*** RECORDS SUPPLIED ***

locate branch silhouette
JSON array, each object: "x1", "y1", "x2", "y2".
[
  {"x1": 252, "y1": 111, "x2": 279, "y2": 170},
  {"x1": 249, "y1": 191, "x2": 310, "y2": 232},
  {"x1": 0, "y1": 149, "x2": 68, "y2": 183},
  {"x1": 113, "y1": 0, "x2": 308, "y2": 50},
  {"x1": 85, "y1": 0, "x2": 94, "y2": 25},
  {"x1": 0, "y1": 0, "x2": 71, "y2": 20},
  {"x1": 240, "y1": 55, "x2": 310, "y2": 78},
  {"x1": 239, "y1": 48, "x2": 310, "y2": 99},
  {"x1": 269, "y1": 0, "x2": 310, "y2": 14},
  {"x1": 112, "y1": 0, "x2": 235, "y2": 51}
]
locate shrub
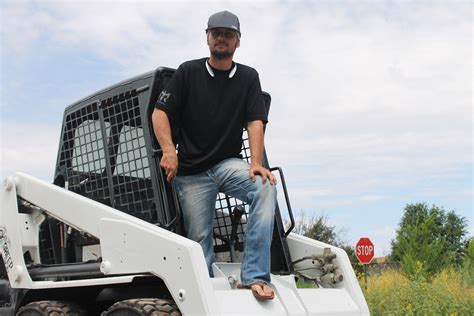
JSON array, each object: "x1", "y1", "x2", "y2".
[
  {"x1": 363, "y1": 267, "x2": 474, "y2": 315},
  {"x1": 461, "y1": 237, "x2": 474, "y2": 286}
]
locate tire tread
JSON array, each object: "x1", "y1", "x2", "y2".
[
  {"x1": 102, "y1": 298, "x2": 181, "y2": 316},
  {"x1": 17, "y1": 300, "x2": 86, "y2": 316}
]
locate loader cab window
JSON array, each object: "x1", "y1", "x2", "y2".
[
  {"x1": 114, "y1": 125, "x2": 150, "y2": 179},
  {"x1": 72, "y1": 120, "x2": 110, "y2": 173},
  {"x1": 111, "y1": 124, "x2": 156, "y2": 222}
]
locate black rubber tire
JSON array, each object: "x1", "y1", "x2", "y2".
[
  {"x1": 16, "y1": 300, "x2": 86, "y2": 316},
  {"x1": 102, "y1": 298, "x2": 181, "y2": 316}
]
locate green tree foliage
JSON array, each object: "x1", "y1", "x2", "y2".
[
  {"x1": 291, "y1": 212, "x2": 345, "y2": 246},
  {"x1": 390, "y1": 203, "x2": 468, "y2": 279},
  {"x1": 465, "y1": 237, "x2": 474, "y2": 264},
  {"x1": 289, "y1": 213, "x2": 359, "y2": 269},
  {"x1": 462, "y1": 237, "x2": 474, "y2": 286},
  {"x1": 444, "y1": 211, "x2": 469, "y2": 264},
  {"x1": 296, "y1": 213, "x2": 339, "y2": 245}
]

*** End of RECORDS SUPPLIED ***
*** RECORDS SUPPLIED ***

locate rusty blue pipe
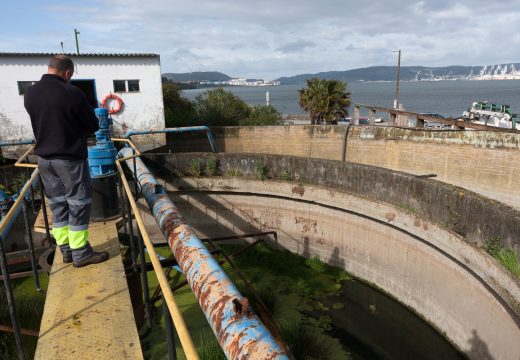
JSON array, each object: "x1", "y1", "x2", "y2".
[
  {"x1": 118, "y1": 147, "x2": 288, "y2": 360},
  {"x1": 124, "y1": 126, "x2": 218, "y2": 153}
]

*** End of RECORDS SUPPLIED ***

#### EXERCISE PROMPT:
Among the entries above, tally each line with the string "tire" and state that figure only.

#### FINISHED EXERCISE:
2